### Task statement
Which lines of the entries below hold the word "frame"? Report each of them.

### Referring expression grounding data
# # # #
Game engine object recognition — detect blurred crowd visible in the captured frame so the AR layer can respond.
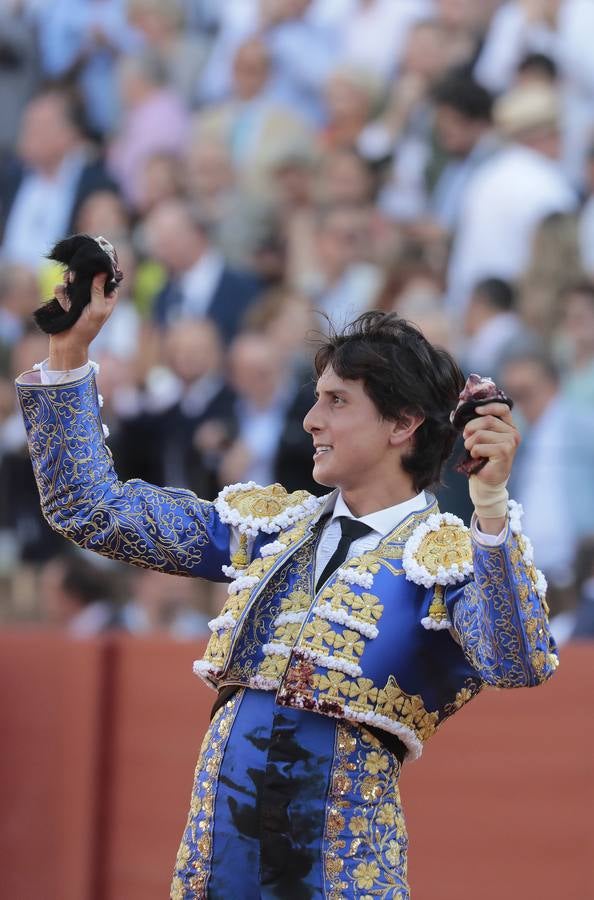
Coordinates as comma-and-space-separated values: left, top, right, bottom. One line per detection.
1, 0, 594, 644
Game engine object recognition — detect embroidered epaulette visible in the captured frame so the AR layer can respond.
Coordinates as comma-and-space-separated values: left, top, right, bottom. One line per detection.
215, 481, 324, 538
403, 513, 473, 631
# # # #
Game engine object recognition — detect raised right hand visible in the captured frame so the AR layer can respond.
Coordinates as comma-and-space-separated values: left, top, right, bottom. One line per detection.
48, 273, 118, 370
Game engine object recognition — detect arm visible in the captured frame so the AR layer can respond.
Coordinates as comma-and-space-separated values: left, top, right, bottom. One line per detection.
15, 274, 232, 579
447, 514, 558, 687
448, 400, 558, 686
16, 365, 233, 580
# # # #
### Your response
Game engine object recognition — detect blurred crowd visible in the captured frame so the AR layer can respond.
Game engine object recognition — detect embroidered epaulette visible in the captured frame so the AR layer can respond.
Game engine object recognition — detect raised right hand visible in the captured frame so the AR layer can respond.
Game engine object recognition — detect arm visible in the captured frame so the AR layer can respond.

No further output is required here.